_WHAT YOU SHOULD DO_.
Repeat the stretch of entries below from the line with "segment: person in orange vest" through the line with "segment: stone tower". Include both ends and add nothing.

###

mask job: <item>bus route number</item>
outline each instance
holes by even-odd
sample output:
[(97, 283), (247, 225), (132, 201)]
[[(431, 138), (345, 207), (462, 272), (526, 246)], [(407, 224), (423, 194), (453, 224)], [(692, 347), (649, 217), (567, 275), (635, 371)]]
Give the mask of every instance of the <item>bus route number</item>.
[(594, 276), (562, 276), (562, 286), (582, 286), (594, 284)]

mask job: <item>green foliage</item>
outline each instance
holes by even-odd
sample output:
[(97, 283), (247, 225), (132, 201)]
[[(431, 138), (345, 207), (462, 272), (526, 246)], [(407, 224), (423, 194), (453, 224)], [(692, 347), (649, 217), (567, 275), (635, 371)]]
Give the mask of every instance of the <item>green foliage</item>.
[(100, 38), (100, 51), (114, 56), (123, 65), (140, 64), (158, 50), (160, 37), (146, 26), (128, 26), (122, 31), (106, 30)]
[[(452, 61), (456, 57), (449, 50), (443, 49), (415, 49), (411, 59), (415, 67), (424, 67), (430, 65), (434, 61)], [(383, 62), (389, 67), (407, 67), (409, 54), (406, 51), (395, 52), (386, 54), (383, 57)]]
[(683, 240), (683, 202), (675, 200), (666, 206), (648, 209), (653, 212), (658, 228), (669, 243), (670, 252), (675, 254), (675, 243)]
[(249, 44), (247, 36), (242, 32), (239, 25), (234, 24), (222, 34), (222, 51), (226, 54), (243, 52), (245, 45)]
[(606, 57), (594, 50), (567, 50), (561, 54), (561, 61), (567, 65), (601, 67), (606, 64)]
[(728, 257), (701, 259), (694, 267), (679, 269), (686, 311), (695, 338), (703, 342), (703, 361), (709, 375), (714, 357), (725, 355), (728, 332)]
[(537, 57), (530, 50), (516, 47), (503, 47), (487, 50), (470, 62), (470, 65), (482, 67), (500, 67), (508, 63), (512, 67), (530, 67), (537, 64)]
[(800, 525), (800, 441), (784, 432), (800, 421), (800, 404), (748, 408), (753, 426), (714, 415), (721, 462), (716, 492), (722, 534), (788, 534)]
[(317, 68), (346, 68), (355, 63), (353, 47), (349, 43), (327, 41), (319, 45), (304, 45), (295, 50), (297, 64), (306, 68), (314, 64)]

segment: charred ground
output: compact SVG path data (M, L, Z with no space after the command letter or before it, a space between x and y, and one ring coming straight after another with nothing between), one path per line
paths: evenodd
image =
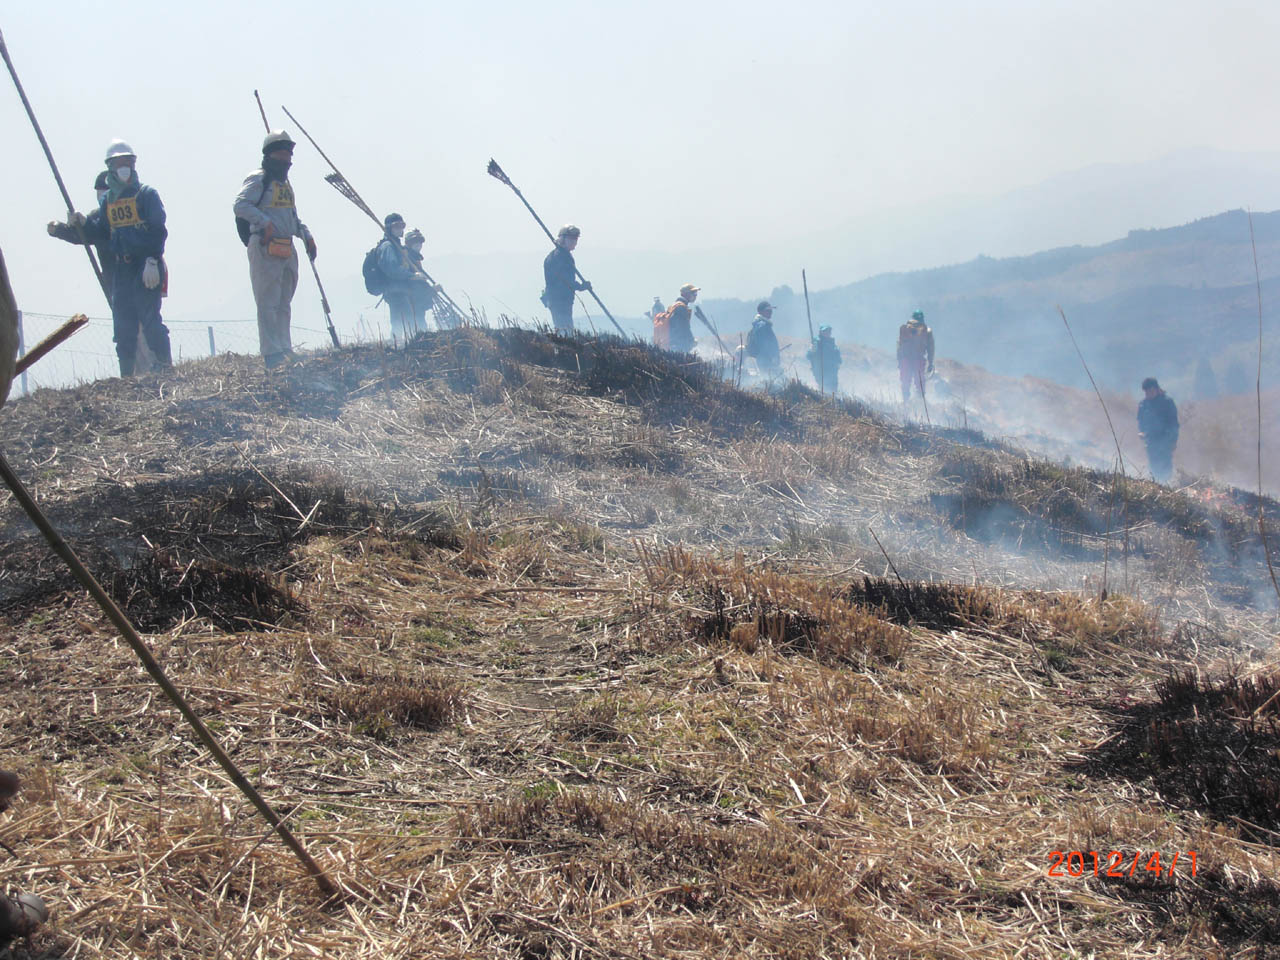
M517 329L0 432L351 894L260 842L6 501L0 839L56 904L14 955L1280 956L1245 495ZM1047 875L1077 849L1198 875Z

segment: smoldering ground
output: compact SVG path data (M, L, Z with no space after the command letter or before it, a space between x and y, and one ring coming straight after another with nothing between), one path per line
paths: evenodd
M1261 656L1266 618L1214 569L1213 537L1230 551L1244 532L1221 504L1130 481L1126 581L1122 530L1096 530L1110 474L521 330L271 375L219 357L41 392L0 429L73 543L140 567L124 586L165 662L364 897L348 921L295 895L287 854L139 712L136 668L78 591L6 562L0 587L27 591L0 611L6 720L40 785L25 829L64 864L73 918L53 948L813 957L892 955L917 929L958 950L991 925L992 956L1159 940L1190 957L1275 935L1252 881L1244 906L1211 909L1224 876L1266 866L1197 832L1213 810L1170 820L1149 784L1118 798L1115 764L1084 786L1064 773L1125 722L1118 697L1154 698L1194 651ZM1020 541L1007 516L966 527L982 497ZM1158 533L1177 549L1142 554ZM1111 591L1154 606L1099 600L1105 543ZM1226 562L1264 576L1243 550ZM277 594L230 605L229 569ZM129 815L96 819L112 805ZM1230 873L1113 923L1147 892L1085 902L1015 866L1085 823L1130 844L1158 828ZM748 887L758 907L733 893ZM134 947L112 934L130 890L152 904ZM1043 922L1060 906L1063 930Z

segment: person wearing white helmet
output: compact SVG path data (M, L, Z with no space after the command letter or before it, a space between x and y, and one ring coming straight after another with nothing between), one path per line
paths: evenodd
M290 304L298 287L293 238L300 237L307 256L316 258L316 242L298 217L289 183L293 147L284 130L267 134L262 141L262 166L245 177L234 207L236 228L248 248L249 282L258 307L258 343L268 368L293 355Z
M156 368L173 366L169 329L160 316L164 295L164 244L169 236L164 204L155 189L138 180L138 157L123 140L107 146L106 193L96 216L71 215L70 227L88 243L110 252L111 321L115 328L120 375L133 376L138 356L138 333L155 355ZM50 225L56 236L61 224Z

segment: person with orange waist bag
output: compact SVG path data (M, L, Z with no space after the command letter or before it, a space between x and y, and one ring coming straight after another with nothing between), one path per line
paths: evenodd
M262 167L245 177L235 202L236 229L248 248L249 282L258 306L258 343L268 369L293 356L290 304L298 287L293 238L301 238L307 256L316 258L316 242L298 217L289 183L293 147L284 130L268 133L262 141Z

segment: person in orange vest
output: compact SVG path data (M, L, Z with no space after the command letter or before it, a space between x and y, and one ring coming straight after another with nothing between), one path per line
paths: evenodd
M693 353L693 314L690 307L698 299L698 291L692 283L680 288L680 296L667 310L669 315L667 344L668 348L679 353Z
M924 313L911 314L911 319L898 328L898 377L902 381L902 402L911 399L914 385L924 396L925 378L933 373L933 331L925 325Z

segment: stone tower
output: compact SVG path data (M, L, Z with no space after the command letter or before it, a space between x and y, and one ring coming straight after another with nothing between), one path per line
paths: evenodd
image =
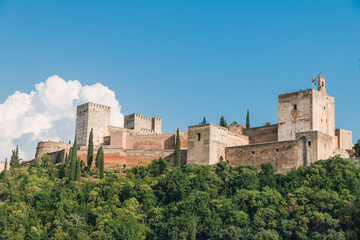
M161 133L161 118L145 117L138 113L133 113L125 116L124 127L134 129L142 133Z
M335 100L327 95L325 78L318 76L318 90L279 95L278 140L294 140L296 133L319 131L334 139Z
M78 146L87 146L91 128L93 128L94 145L104 143L104 137L109 136L111 107L85 103L77 107L76 136Z

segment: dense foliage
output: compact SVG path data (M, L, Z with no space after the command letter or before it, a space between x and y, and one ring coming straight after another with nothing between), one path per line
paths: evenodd
M89 136L89 143L88 143L88 152L87 152L87 165L89 170L91 170L91 165L94 158L94 132L91 128L90 136Z
M1 239L359 239L360 169L318 161L115 168L69 181L63 164L0 174Z

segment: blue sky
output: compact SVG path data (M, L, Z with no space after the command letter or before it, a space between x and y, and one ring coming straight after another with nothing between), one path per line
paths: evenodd
M203 116L277 123L277 96L325 75L360 139L360 0L0 0L0 103L58 75L101 82L163 131Z

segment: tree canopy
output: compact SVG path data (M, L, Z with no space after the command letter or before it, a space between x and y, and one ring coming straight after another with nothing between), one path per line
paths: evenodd
M77 162L78 164L78 162ZM68 181L65 164L0 174L0 239L359 239L360 169L163 159Z

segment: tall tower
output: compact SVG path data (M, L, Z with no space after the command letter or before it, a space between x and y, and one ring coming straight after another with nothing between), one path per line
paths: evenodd
M319 131L334 138L335 100L327 95L324 76L318 90L308 89L279 95L278 140L294 140L299 132Z
M103 144L104 137L109 136L110 115L111 107L109 106L90 102L79 105L75 129L77 145L88 145L91 129L93 129L94 145Z
M326 95L325 77L318 75L318 91Z

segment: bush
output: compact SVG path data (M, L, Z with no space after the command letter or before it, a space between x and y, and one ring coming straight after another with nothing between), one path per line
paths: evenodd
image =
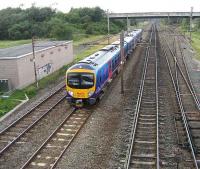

###

_WORKED SOLUTION_.
segment: person in orange vest
output: compact SVG path data (M, L, Z with no space after the command letter or before it, a space between x and y, and one ring coming straight after another with nothing between), one path per line
paths: evenodd
M693 353L693 314L690 307L698 299L698 291L692 283L680 288L680 296L667 310L669 315L667 344L668 348L679 353Z
M924 313L911 314L911 319L898 328L898 377L902 381L902 402L911 399L914 385L924 396L925 378L933 373L933 331L925 325Z

segment: stone tower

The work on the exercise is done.